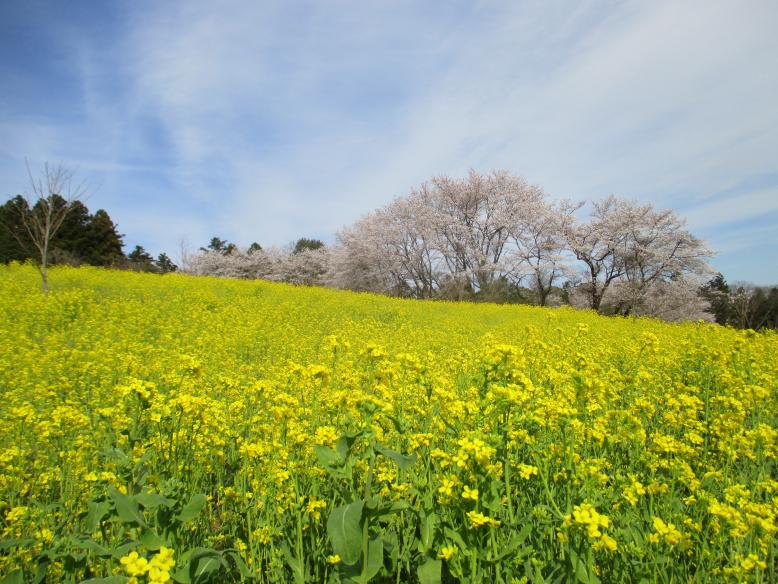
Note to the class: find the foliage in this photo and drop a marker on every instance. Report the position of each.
(742, 305)
(304, 244)
(82, 238)
(210, 430)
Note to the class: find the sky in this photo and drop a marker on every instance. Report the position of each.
(270, 121)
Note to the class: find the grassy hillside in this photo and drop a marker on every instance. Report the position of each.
(212, 430)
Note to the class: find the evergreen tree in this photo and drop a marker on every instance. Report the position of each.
(104, 247)
(70, 244)
(719, 296)
(165, 264)
(15, 244)
(304, 243)
(141, 260)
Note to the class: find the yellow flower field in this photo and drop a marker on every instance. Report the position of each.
(174, 428)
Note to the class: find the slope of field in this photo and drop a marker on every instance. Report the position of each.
(201, 430)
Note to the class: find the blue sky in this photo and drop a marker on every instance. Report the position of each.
(269, 121)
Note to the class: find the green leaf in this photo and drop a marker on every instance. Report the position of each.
(203, 563)
(430, 571)
(151, 540)
(240, 563)
(294, 563)
(427, 531)
(126, 507)
(16, 577)
(95, 547)
(345, 442)
(515, 542)
(375, 558)
(181, 576)
(122, 550)
(97, 510)
(327, 457)
(344, 527)
(193, 508)
(403, 462)
(153, 500)
(455, 537)
(363, 572)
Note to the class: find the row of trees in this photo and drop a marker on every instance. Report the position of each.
(742, 305)
(50, 224)
(498, 238)
(495, 236)
(488, 237)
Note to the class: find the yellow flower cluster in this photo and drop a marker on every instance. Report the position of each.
(478, 431)
(156, 570)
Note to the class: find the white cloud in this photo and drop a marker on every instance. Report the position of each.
(288, 120)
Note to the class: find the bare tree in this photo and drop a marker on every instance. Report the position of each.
(47, 203)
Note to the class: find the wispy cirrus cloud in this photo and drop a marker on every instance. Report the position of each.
(273, 121)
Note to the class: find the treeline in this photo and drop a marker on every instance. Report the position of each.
(491, 237)
(742, 305)
(497, 238)
(82, 238)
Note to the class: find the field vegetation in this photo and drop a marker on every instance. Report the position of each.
(192, 429)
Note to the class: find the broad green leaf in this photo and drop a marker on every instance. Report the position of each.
(153, 500)
(151, 540)
(344, 527)
(430, 571)
(364, 572)
(126, 507)
(403, 462)
(455, 537)
(327, 457)
(97, 510)
(193, 508)
(95, 547)
(122, 550)
(203, 563)
(515, 542)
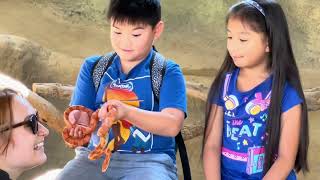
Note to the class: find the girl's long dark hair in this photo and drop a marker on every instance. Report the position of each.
(284, 69)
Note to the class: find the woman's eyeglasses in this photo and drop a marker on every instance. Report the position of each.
(31, 121)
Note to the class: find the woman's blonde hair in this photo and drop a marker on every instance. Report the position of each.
(6, 117)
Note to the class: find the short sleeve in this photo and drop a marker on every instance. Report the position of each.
(290, 98)
(84, 92)
(217, 96)
(173, 89)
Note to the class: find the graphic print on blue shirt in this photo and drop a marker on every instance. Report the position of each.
(138, 80)
(137, 140)
(244, 127)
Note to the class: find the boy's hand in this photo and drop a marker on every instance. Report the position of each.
(80, 118)
(113, 110)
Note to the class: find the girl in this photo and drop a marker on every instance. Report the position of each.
(21, 136)
(256, 117)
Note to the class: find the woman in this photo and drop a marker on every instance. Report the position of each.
(21, 135)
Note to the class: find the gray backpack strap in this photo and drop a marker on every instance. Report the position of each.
(157, 71)
(101, 67)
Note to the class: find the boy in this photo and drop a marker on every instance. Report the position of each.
(149, 152)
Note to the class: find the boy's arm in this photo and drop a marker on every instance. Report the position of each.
(288, 145)
(168, 122)
(172, 106)
(84, 92)
(212, 144)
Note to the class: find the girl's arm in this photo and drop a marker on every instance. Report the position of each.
(288, 145)
(212, 144)
(168, 122)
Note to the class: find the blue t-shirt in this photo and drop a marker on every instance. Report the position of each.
(244, 126)
(134, 85)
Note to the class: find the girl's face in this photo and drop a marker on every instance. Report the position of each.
(247, 48)
(25, 150)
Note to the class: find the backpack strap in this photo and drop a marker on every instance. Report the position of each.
(157, 72)
(101, 66)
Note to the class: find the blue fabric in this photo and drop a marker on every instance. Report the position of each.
(245, 116)
(123, 166)
(137, 84)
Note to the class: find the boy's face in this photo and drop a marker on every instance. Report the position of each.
(133, 42)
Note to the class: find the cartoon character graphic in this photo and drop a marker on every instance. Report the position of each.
(255, 160)
(231, 102)
(258, 104)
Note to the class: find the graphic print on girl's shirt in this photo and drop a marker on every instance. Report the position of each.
(245, 117)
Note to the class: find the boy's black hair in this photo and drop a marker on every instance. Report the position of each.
(284, 69)
(135, 11)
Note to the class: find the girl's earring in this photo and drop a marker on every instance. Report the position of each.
(267, 49)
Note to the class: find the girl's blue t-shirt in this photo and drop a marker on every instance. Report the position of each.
(134, 85)
(244, 126)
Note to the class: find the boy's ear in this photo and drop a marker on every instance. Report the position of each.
(158, 29)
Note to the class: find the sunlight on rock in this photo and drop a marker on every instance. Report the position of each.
(8, 82)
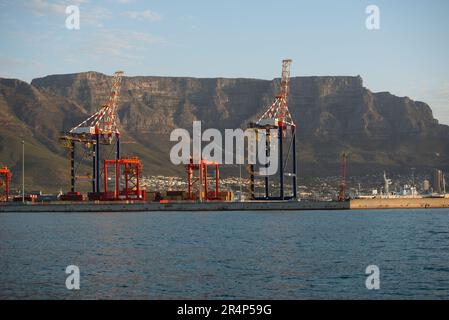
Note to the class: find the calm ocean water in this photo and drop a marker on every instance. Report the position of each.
(226, 255)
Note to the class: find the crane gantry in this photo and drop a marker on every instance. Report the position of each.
(278, 117)
(99, 129)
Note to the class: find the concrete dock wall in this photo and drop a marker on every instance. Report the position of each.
(403, 203)
(174, 206)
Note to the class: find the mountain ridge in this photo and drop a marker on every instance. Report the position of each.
(333, 114)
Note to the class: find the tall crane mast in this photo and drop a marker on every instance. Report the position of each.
(343, 172)
(279, 109)
(98, 129)
(278, 117)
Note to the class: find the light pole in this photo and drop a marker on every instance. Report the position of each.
(23, 171)
(240, 180)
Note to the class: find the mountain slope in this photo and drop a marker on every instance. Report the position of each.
(333, 114)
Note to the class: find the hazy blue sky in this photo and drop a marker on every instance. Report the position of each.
(408, 56)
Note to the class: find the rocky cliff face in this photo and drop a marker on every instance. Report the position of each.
(333, 114)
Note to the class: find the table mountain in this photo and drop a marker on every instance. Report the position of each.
(333, 114)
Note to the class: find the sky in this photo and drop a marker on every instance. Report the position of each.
(407, 56)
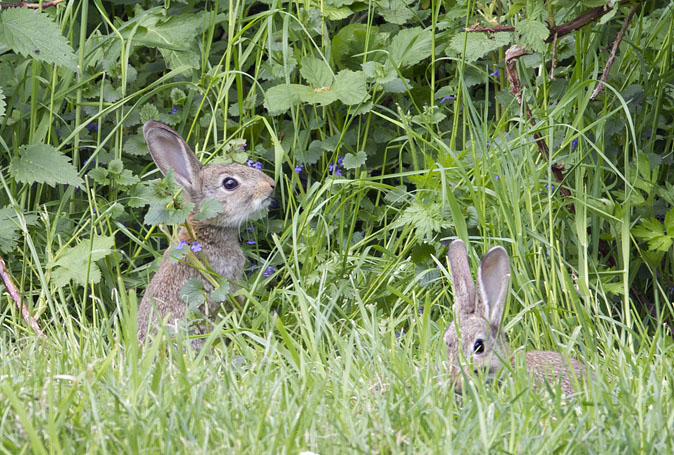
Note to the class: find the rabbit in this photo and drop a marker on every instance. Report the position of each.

» WHAT THE TASK ASKS:
Print all the material above exactly, and drop the images.

» ANSWER FOR THIS EXERCISE:
Note to the class: find the foliage in this photo and drop a marker on every instance. Report the position of each.
(742, 305)
(304, 244)
(82, 238)
(210, 430)
Note to the class: find the sky in this photo and drop a marker on every instance. Report the position of each.
(270, 121)
Note to the class: find the grassy hillside in this photo and drop a marker on every instance. Report the position of each.
(212, 430)
Note to the class: find the evergreen tree in this photo and drop a marker on every instance. Report the position of each.
(104, 247)
(70, 244)
(719, 296)
(165, 264)
(15, 244)
(304, 243)
(141, 260)
Note to the class: find the yellow flower field in this photo and drop a marker on every instance. Report the position of each.
(174, 428)
Note to the class: find the slope of field in this photo and drop a marker on every instance. Report the position of each.
(201, 430)
Note to the class: find the blue sky in this photo and drop a marker on every instance. Report the position of each.
(269, 121)
Note to the class: find the green leaf in this photo and drop a marker on every instance. Report the position of each.
(203, 563)
(430, 571)
(151, 540)
(240, 563)
(294, 563)
(427, 531)
(126, 507)
(16, 577)
(95, 547)
(345, 442)
(515, 542)
(375, 558)
(181, 576)
(122, 550)
(97, 510)
(327, 457)
(344, 527)
(193, 508)
(403, 462)
(153, 500)
(455, 537)
(363, 572)
Note to the class: find the row of trees in this photo and drop a marker on every instance. Report the position of each.
(742, 305)
(50, 224)
(498, 238)
(495, 236)
(488, 237)
Note to the class: find the yellow flower cluster in this photo and drop a marker on every instance. Report the position of each.
(478, 431)
(156, 570)
Note to the class: find the white cloud in this photo and drop a marker on every instance. Report the position of each.
(288, 120)
Note to the class: find the bare tree in this photo and drop a marker on every instance. Report the position of each.
(47, 203)
Note to the class: find the wispy cirrus cloud in this photo and drop a marker on every instance. Report the position of each.
(273, 121)
Note to the class: find the treeline in this photo and drop a marker on every instance. Report the position of each.
(491, 237)
(742, 305)
(497, 238)
(82, 238)
Note to the class: find the field vegetation in this photo and drop a marker on every instance. Report the position of each.
(192, 429)
Note to the class: find the broad green leaf in this photo and drop a marker on every instance. Report the position of each.
(153, 500)
(151, 540)
(344, 527)
(430, 571)
(364, 572)
(126, 507)
(403, 462)
(455, 537)
(327, 457)
(97, 510)
(193, 508)
(95, 547)
(122, 550)
(203, 563)
(515, 542)
Note to the class: find the girl's long dark hair in this photo and drop a marker on every instance. Report the position of each.
(284, 69)
Note to the class: find the woman's eyeglasses in this photo and drop a marker on every instance. Report the position of each.
(31, 121)
Note to the class: find the woman's blonde hair in this photo and drop a marker on every instance. Report the position of each.
(6, 117)
Note to the class: find the short sleeve in this photo and drop a marker on every instance. Report the position of each.
(290, 98)
(84, 92)
(217, 96)
(173, 89)
Note to the class: find the graphic print on blue shirt in this photo and drop a marker on every instance. Report the position of each.
(138, 80)
(137, 140)
(244, 127)
Note to the class: find the boy's hand in this photo and drop a marker on every instance. Report the position of each.
(80, 118)
(113, 110)
Note to the class: find the girl in this photo and drop a marker on every instance. Report the position of each.
(21, 136)
(256, 117)
Note to the class: find the woman in this photo and drop a marker on every instance. Report the position of each.
(21, 135)
Note to the class: find the gray backpack strap in this photo and drop a marker on every instance. Report the position of each.
(157, 71)
(101, 67)
Note to the class: find the boy in this photo and drop a marker on every instance. Report the position of each.
(149, 152)
Note to the class: find the boy's arm in this photo and drop a marker on every instance. Report the position of each.
(288, 145)
(168, 122)
(172, 106)
(84, 92)
(212, 144)
Note to the class: find the girl's arm in this photo and drop a marker on every instance. Report the position of each.
(288, 145)
(212, 144)
(168, 122)
Note to the class: find the blue t-shirt in this photo and drop a marker on every instance. Report the position of each.
(244, 126)
(134, 85)
Note to the class: find the girl's face in this photo and drop a marker on every instance. Report the position of each.
(247, 48)
(25, 150)
Note to the class: find the backpack strap in this photo and drop a marker on every instance. Report the position of each.
(157, 72)
(101, 66)
Note to the class: find the blue fabric in this photo and drop a marker on every instance. Report the position of each.
(245, 116)
(123, 166)
(137, 84)
Note to the class: find the boy's face in this photo and drop a marker on every instance. Report the position of each.
(133, 42)
Note to the class: find the cartoon character graphic in this photo and drop a marker on every instance. Report the position of each.
(255, 160)
(231, 102)
(258, 104)
Note to the class: find the graphic print on girl's shirt in this photo and drop a marker on every instance. Report the position of each.
(245, 117)
Note to the class: find the boy's black hair in this photo and drop a marker on every instance. Report the position of each.
(284, 69)
(135, 11)
Note to the class: find the girl's earring in this photo and drop a marker on every instance. Report the position of each.
(267, 49)
Note to the class: find the girl's blue t-shirt in this photo and drop a marker on every instance. Report the position of each.
(134, 85)
(244, 126)
Note to the class: find the boy's ear in this photo and drop a marker on every instance. Report the position of each.
(158, 29)
Note to the class: find the sunlight on rock in this photo and drop a marker on every instance. Report the position of each.
(8, 82)
Note to the class: find the calm ocean water in this photo and drop a marker on every instance. Report the position of each.
(226, 255)
Note to the class: find the crane gantry in this photo and drop a marker on every instance. Report the position of each.
(278, 117)
(99, 129)
Note to the class: find the concrete dock wall in this photo and drop a marker on every instance. Report the position of each.
(403, 203)
(174, 206)
Note to the class: find the mountain ridge in this photo and drop a marker on every instance. Report the position of each.
(333, 114)
Note to the class: find the tall crane mast in this photo and drop a marker on every instance. Report the position of each.
(343, 172)
(279, 109)
(98, 129)
(278, 117)
Note to the class: find the light pole in this photo and drop a marker on every instance. Report the position of each.
(23, 171)
(240, 180)
Note to the class: find the mountain slope in this photo and drop a marker on every instance. Report the position of each.
(333, 114)
Note to the class: find the hazy blue sky in this photo and drop a marker on every instance. Report the position of each.
(408, 56)
Note to the class: find the rocky cliff face in this photo and drop a marker on every instance. Report the position of each.
(333, 114)
Note to the class: find the table mountain in this photo and drop a marker on every instance. Report the position of each.
(333, 114)
Note to the class: find the sky in this photo and drop a marker on every instance. Report the position of each.
(407, 56)
Note to the class: find the rabbit in this photo and drop a marker on every instance. Report the position of each.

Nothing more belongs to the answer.